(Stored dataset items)
────────────────

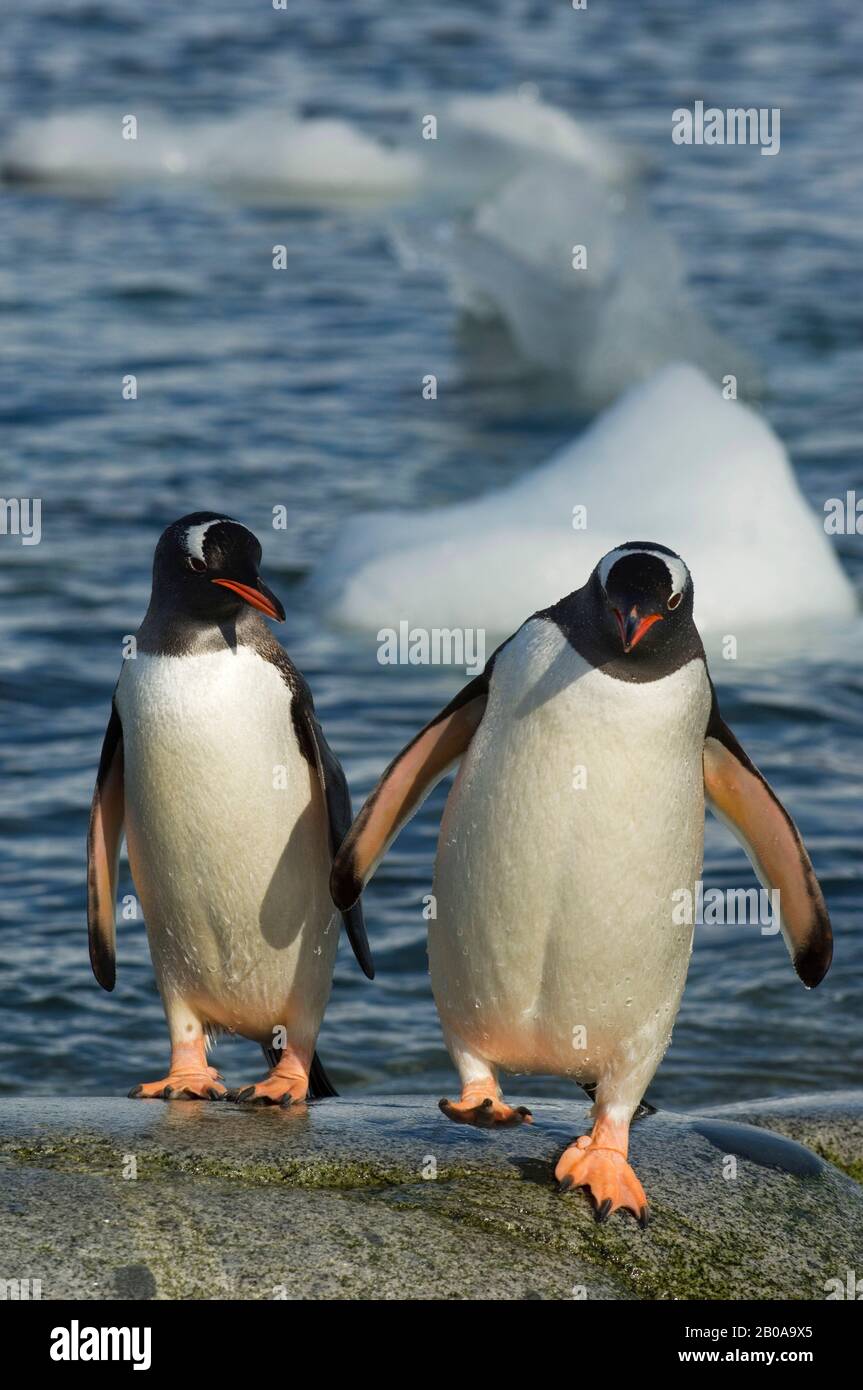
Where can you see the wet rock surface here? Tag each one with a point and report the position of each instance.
(385, 1198)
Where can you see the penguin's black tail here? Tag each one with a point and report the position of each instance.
(320, 1086)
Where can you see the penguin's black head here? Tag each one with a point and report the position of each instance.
(646, 594)
(206, 567)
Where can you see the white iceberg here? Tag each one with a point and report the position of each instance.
(484, 141)
(264, 152)
(671, 462)
(587, 282)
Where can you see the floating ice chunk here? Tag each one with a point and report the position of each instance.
(671, 462)
(609, 314)
(274, 152)
(482, 141)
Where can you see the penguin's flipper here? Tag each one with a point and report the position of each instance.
(742, 799)
(403, 788)
(104, 838)
(337, 797)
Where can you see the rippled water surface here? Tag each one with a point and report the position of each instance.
(300, 388)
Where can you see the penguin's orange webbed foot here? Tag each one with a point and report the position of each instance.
(481, 1107)
(275, 1090)
(285, 1084)
(607, 1176)
(193, 1084)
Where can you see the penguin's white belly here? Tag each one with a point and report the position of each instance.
(228, 841)
(576, 818)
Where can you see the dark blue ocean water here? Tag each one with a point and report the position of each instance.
(260, 389)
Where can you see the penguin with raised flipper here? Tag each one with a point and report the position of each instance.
(588, 748)
(232, 805)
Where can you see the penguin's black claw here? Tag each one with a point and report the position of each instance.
(602, 1211)
(485, 1114)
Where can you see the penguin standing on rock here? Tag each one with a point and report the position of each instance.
(232, 806)
(588, 748)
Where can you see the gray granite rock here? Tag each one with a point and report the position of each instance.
(385, 1198)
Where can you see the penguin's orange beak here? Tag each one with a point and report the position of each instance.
(633, 627)
(260, 598)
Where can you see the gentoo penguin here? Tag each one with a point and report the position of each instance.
(232, 805)
(588, 747)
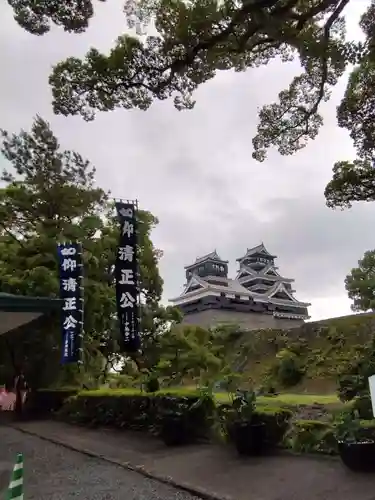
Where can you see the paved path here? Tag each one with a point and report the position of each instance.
(56, 473)
(216, 469)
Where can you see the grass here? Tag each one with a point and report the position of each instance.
(223, 397)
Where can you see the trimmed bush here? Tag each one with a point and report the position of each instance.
(363, 406)
(43, 402)
(315, 436)
(275, 419)
(131, 409)
(312, 436)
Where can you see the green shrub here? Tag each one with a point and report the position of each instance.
(363, 406)
(43, 402)
(287, 371)
(131, 409)
(311, 436)
(275, 419)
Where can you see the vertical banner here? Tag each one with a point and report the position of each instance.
(71, 293)
(126, 269)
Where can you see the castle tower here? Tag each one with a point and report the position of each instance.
(259, 297)
(259, 275)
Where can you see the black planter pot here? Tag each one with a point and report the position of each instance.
(174, 431)
(249, 438)
(358, 456)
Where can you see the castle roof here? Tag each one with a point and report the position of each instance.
(256, 250)
(257, 281)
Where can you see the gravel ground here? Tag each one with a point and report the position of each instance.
(53, 472)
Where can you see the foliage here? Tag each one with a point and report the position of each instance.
(312, 436)
(44, 402)
(276, 420)
(195, 40)
(191, 353)
(287, 371)
(135, 410)
(348, 428)
(326, 350)
(50, 196)
(360, 283)
(243, 406)
(363, 407)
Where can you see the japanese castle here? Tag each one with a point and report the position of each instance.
(258, 297)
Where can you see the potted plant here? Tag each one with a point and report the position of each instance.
(247, 431)
(357, 451)
(175, 428)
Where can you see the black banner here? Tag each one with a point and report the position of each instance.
(126, 269)
(71, 292)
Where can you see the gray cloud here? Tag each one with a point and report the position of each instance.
(194, 169)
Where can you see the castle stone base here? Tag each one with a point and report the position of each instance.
(250, 321)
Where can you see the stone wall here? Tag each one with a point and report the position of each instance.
(253, 321)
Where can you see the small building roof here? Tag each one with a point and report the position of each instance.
(18, 310)
(210, 256)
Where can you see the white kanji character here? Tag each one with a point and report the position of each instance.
(70, 285)
(127, 228)
(127, 277)
(70, 304)
(126, 212)
(68, 251)
(127, 300)
(126, 253)
(69, 264)
(126, 330)
(69, 322)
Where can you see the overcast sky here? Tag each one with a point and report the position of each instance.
(194, 169)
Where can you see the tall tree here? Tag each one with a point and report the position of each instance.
(50, 196)
(197, 39)
(360, 283)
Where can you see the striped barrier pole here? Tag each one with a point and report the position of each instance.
(15, 489)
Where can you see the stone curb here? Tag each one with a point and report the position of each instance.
(140, 469)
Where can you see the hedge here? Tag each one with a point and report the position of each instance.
(43, 402)
(131, 409)
(276, 420)
(315, 436)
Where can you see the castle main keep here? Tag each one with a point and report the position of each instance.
(258, 297)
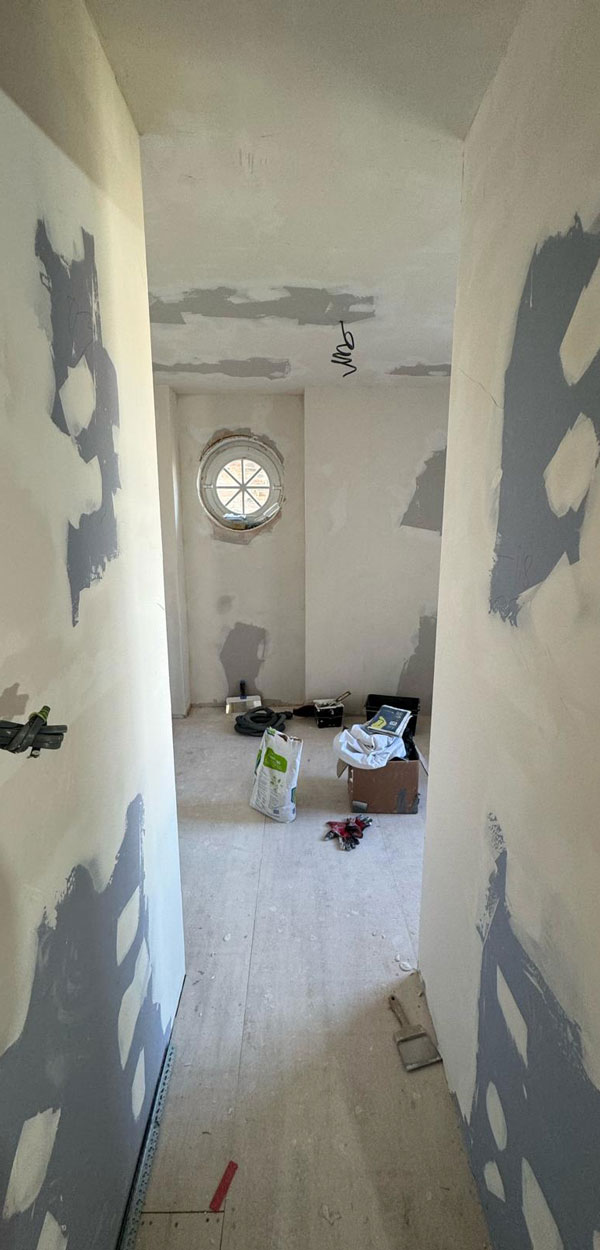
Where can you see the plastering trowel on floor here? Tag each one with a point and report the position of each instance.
(241, 703)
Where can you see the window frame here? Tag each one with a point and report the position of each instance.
(216, 458)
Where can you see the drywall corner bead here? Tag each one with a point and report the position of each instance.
(243, 655)
(426, 506)
(418, 671)
(73, 1116)
(76, 335)
(535, 1115)
(306, 305)
(551, 380)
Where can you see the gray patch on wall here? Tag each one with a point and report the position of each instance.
(418, 673)
(241, 656)
(11, 703)
(306, 305)
(255, 366)
(545, 1119)
(539, 409)
(421, 370)
(68, 1060)
(426, 506)
(78, 335)
(224, 603)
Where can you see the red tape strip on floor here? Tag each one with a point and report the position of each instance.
(223, 1186)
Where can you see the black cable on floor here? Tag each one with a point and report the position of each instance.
(254, 723)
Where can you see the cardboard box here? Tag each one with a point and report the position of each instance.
(393, 789)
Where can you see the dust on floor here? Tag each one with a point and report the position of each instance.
(285, 1055)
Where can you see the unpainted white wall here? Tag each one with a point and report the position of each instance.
(165, 404)
(90, 914)
(511, 970)
(245, 591)
(374, 493)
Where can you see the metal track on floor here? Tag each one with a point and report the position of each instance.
(141, 1179)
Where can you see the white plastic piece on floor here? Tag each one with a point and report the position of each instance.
(365, 750)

────────────────

(EXERCISE DIRECTIONS)
Return every item above verbatim, omitting the pictures from your reply.

(SOLUTION TO THE EXERCISE)
Where can you see the wet rock surface here? Tag each one with a point and report the position of each instance.
(385, 1198)
Where can you see the penguin's black tail here? Tag each one with a point and report the position of each instance.
(320, 1086)
Where can you see the penguin's black head here? Tag each one with a point and report the position of each instance.
(646, 594)
(206, 567)
Where can you see the white iceberg here? Tag each one with a point and report the position of each instance.
(484, 141)
(264, 152)
(671, 462)
(587, 282)
Where can you see the floating ice chunk here? Tag each one with a point and report the position of each instance.
(671, 462)
(609, 314)
(274, 152)
(482, 141)
Where can you see the penguin's flipper here? Tag each one with a point and report the position of each instance.
(742, 799)
(403, 788)
(104, 838)
(337, 797)
Where can you see the rippled water surface here? Tag each one with a point and report the position of each instance.
(300, 388)
Where can you see the penguin's orange webbed foot here? Tag each one with a point and report the position of each instance.
(481, 1107)
(275, 1090)
(285, 1084)
(607, 1176)
(193, 1084)
Where can you see the penguin's white belly here? Tag each one with a point and report the position of each instance.
(228, 841)
(576, 818)
Where can you see the dark blue ocean water here? Tag each one with a point and report the position of each instance.
(260, 389)
Where can you see the penguin with raised flipper here? Tag each one with a point and report the position of each instance.
(588, 748)
(232, 805)
Where can you see the penguin's black claw here? Tag each one with a point and report the position of each instance.
(602, 1211)
(485, 1114)
Where can you see the penguin standing on rock here? Tag each one with a point and report the position of each instance.
(232, 806)
(588, 748)
Where can you see the gray granite rock here? Tag each one with a point and report the position of each instance.
(385, 1198)
Where can you see the penguin's orange beak here? Tag each one with a point and report the position of each instance.
(633, 627)
(260, 598)
Where can you see the gentoo penguin here? Tag each one with a point and report the position of each instance.
(232, 805)
(588, 747)
Where can you see the paved path here? Tag each one with a point and report the position of each instance.
(56, 473)
(216, 469)
Where can you see the grass here? Tag each one with a point and report the position of each instance.
(223, 397)
Where can you see the trimmed bush here? Tag each one with a point and report the position of each instance.
(363, 406)
(43, 402)
(315, 436)
(275, 419)
(131, 409)
(312, 436)
Where can you see the green shrub here? Tag each one with a point and report the position of each instance.
(363, 406)
(43, 402)
(287, 371)
(131, 409)
(311, 436)
(275, 419)
Where can you see the vertical banner here? Tag each one with a point and report the position of each instance.
(71, 293)
(126, 269)
Where can you see the castle tower here? Tag each one with a point and report the position of each instance.
(259, 297)
(259, 275)
Where can you see the black planter pot here? Tag each one with a point and report the position of each instance.
(174, 431)
(249, 438)
(358, 456)
Where can you see the castle roof here? Tag each one with a point and report the position of each instance.
(256, 250)
(257, 281)
Where can you see the gravel ground here? Tag each one with a point and report the position of each instance.
(53, 472)
Where can you see the foliage here? Tag each one with a point and report the position of each instance.
(312, 436)
(44, 402)
(276, 420)
(195, 40)
(191, 353)
(287, 371)
(135, 410)
(348, 428)
(326, 350)
(50, 196)
(360, 283)
(243, 406)
(363, 407)
Where can you see the japanese castle here? Tag each one with a point and report the position of each instance.
(258, 297)
Where can you see the potted plant here? Tag each one with a point and report the position of each instance.
(247, 431)
(357, 451)
(175, 428)
Where can you see the black banner here? Tag each one with a point and report the position of each instance.
(126, 269)
(71, 292)
Where can you see the gray cloud here? Tag each one with a point and report the position of each instance.
(194, 169)
Where can you see the castle stone base here? Tag each one with a point and report the position of each instance.
(250, 321)
Where can you see the stone wall here? Tag each one with a point and report the position of each instance.
(253, 321)
Where can you see the small building roof here? Tag each one with a point and report the position of each instance.
(18, 310)
(210, 256)
Where can you see the white kanji character here? Tag each one with a point and report the position of each instance.
(70, 285)
(127, 228)
(127, 277)
(70, 304)
(126, 212)
(68, 251)
(127, 300)
(126, 253)
(69, 264)
(126, 330)
(69, 322)
Where can you see the overcast sky here? Tag each one with a point and report the position of each instance.
(194, 169)
Where can you see the tall tree here? Tag each one with a point and report the position of each instance.
(50, 196)
(197, 39)
(360, 283)
Where can you see the striped barrier pole here? Tag each one with a point and report the position of each instance.
(15, 489)
Where can you see the stone curb here? Tag each one with a point and report the position of each instance.
(140, 469)
Where can you see the hedge here? Tag each one with a point and report the position of each instance.
(43, 402)
(131, 409)
(276, 420)
(315, 436)
Where can you see the castle main keep here? Tag each one with a point and report the position of each instance.
(258, 297)
Where can you see the plastering trowel on floor here? Tag each one with a point and report the position of each instance.
(241, 703)
Where can you see the window frame here? Tag each one with a point and report the position of each instance.
(216, 458)
Where can you see the drywall corner bead here? Tag each one with a point and report the position of each instance.
(243, 655)
(426, 506)
(418, 671)
(73, 1116)
(76, 335)
(535, 1115)
(306, 305)
(551, 380)
Where can you see the gray patch on wall here? Tag each one with a point and report the position of each instance.
(418, 673)
(241, 656)
(11, 703)
(306, 305)
(255, 366)
(545, 1119)
(539, 409)
(421, 370)
(68, 1060)
(426, 506)
(78, 335)
(224, 603)
Where can you see the red tape strip on floor here? Tag each one with a point and report the position of each instance.
(223, 1186)
Where can you see the black cable on floor here? Tag each one with a point and report the position of each instance.
(254, 723)
Where can you see the cardboard box here? Tag each one with a point and report the position of each instance.
(393, 789)
Where can you see the dust on floor here? Tag each one with a point and report the position of each instance.
(285, 1055)
Where can you see the unpainted white wall here? Tag each one with a point and report the position of each instance.
(165, 404)
(90, 914)
(511, 970)
(245, 591)
(374, 493)
Where can you see the metal track on floor here? Tag each one with a point and report the position of each instance.
(141, 1179)
Where can you see the white plastic piece on floor here? Tag each one with a point and report the position of each instance.
(365, 750)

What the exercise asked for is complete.